#### [Requirements]
Rewrite all of the material below, replacing each occurrence of "crocodile" with "alligator" and leaving everything else unchanged. Omit the pictures from the rewritten version.
-- START OF Records for the exercise --
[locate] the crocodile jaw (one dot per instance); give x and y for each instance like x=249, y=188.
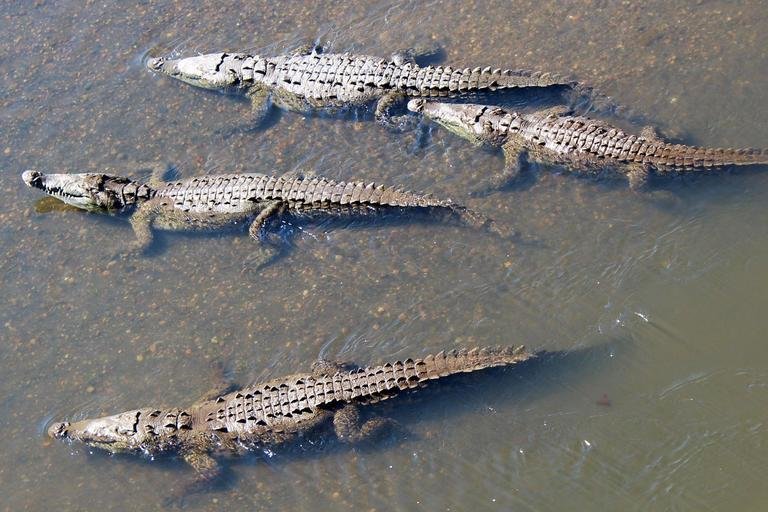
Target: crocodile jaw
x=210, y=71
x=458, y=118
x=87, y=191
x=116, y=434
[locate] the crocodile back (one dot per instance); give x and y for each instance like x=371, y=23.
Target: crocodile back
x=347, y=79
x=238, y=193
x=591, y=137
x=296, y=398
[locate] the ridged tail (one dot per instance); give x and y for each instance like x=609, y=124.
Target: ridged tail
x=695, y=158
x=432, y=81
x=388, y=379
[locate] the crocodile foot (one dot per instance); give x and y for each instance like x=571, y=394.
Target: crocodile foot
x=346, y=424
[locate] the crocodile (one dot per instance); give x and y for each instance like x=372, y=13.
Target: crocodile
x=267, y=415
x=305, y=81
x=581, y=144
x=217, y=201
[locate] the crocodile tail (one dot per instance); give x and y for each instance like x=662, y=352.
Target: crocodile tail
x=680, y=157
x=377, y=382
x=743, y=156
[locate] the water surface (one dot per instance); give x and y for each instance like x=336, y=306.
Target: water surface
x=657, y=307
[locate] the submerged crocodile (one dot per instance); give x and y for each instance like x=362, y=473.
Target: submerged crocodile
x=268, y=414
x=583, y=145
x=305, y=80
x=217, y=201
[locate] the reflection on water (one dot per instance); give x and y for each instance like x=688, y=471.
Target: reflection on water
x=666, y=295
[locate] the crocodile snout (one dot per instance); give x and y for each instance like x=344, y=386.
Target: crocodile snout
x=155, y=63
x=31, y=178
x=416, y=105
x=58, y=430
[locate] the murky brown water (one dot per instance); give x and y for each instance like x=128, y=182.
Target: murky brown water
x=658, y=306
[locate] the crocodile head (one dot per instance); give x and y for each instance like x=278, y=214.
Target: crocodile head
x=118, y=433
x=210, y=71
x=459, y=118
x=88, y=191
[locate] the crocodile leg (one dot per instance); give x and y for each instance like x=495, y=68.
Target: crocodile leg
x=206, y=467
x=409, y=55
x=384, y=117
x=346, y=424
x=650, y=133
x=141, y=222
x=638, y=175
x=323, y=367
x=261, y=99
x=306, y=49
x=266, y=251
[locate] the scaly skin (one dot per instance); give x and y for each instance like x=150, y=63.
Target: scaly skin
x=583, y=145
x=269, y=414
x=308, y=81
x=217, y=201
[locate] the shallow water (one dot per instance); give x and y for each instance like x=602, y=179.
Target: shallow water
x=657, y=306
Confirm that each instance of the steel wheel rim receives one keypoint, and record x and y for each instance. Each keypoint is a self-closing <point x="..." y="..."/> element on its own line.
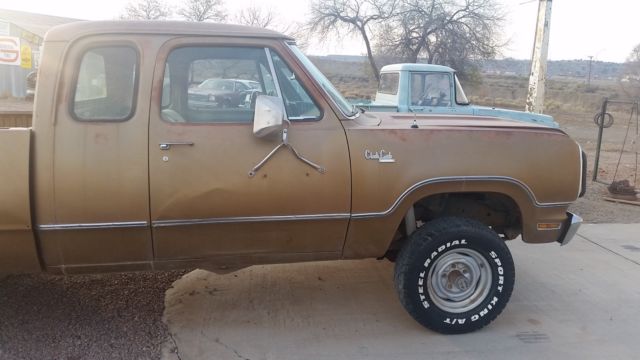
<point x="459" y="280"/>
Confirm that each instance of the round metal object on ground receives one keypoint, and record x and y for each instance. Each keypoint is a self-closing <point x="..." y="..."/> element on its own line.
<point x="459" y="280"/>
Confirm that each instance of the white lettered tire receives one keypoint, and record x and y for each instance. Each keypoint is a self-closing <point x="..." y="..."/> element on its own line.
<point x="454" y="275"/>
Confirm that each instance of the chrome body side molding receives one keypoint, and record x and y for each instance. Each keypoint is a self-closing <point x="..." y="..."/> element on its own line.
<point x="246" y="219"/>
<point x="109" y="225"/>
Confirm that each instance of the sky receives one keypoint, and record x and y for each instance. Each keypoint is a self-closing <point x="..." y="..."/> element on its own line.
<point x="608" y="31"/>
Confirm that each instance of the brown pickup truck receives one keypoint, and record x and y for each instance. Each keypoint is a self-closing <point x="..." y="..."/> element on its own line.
-- END OF Records for the exercise --
#### [Exercise output]
[locate] the alligator jaw (one dot per instance); give x and y for each instance like x=249, y=188.
Target: alligator jaw
x=210, y=71
x=458, y=118
x=87, y=191
x=116, y=434
[locate] the alligator back (one dot per instance); give x and y for each instance like x=371, y=23.
Target: alligator back
x=347, y=79
x=238, y=193
x=591, y=137
x=296, y=398
[locate] the ridged tail (one dot per instance); give x and y for each instance like x=609, y=124.
Target: ridged tail
x=695, y=158
x=432, y=81
x=388, y=379
[locate] the alligator foot (one dot per instance); give x and y for each instance like x=571, y=394.
Target: alligator foot
x=346, y=424
[locate] the alligator (one dot per instance); give x and y for each instance like x=372, y=13.
Target: alligator
x=267, y=415
x=305, y=81
x=581, y=144
x=217, y=201
[locate] the alligator tail (one dot per instance); give x and y for each instance like x=662, y=352.
Target: alligator tail
x=680, y=157
x=377, y=382
x=743, y=156
[locate] the water surface (one dot per instance); give x and y for each instance like x=336, y=306.
Target: water surface
x=657, y=307
[locate] the submerged alligator (one dot per instance); give x and y for each instance like x=362, y=473.
Target: submerged alligator
x=268, y=414
x=583, y=145
x=305, y=80
x=217, y=201
[locate] the reflection on water (one dot per instance); give x and y for each instance like x=688, y=471.
Target: reflection on water
x=666, y=295
[locate] the alligator snout (one dot per instance); give x and y for each instance like x=344, y=386.
Target: alligator snout
x=155, y=63
x=31, y=178
x=416, y=105
x=58, y=430
[locate] the murky brown water (one dot per instance); give x and y for each instance like x=128, y=182.
Target: murky brown water
x=658, y=306
[locate] the alligator head (one dot per instance); give x and y for each instance like x=278, y=214.
Target: alligator head
x=118, y=433
x=210, y=71
x=459, y=118
x=88, y=191
[locate] the alligator leg (one dot per instance); give x and y for each instance like x=495, y=68.
Target: alligator leg
x=206, y=467
x=409, y=55
x=384, y=117
x=346, y=424
x=650, y=133
x=141, y=222
x=638, y=175
x=323, y=367
x=261, y=99
x=306, y=49
x=266, y=251
[locate] the scaly skin (one dot per instance); give x and y for each instance like x=150, y=63.
Target: scaly skin
x=583, y=145
x=269, y=414
x=308, y=81
x=217, y=201
[locate] the shallow water (one dot per instance); give x and y for each instance like x=602, y=179.
Target: shallow water
x=657, y=306
Confirm that each instance of the steel wheel rim receives one keypoint, and record x and y for each instance. Each keypoint is a self-closing <point x="..." y="..."/> element on its own line.
<point x="459" y="280"/>
Confirm that each instance of the round metal object on ground receives one keypoint, and record x and y for each instance. Each keypoint is a self-closing <point x="..." y="..."/> element on its own line.
<point x="459" y="280"/>
Confirm that each instance of the white lettered tire receives one keypoint, and record x and y for each instance. Each keypoint is a self-closing <point x="..." y="..."/> element on its own line.
<point x="454" y="275"/>
Confirm that each instance of the chrome body side molding receives one keypoint, and record x and y for each instance. Each keypoint is a self-closing <point x="..." y="..."/> element on its own line.
<point x="246" y="219"/>
<point x="109" y="225"/>
Confirm that each instance of the sky receives one keypoint, and record x and y for each instance. Each keypoint is a self-closing <point x="..." y="..."/> element on its own line.
<point x="608" y="31"/>
Confirm that each instance of the brown pickup truck receives one keypoint, and record x and y for each instance. Each keypoint is a self-closing <point x="..." y="..."/> element on its own line.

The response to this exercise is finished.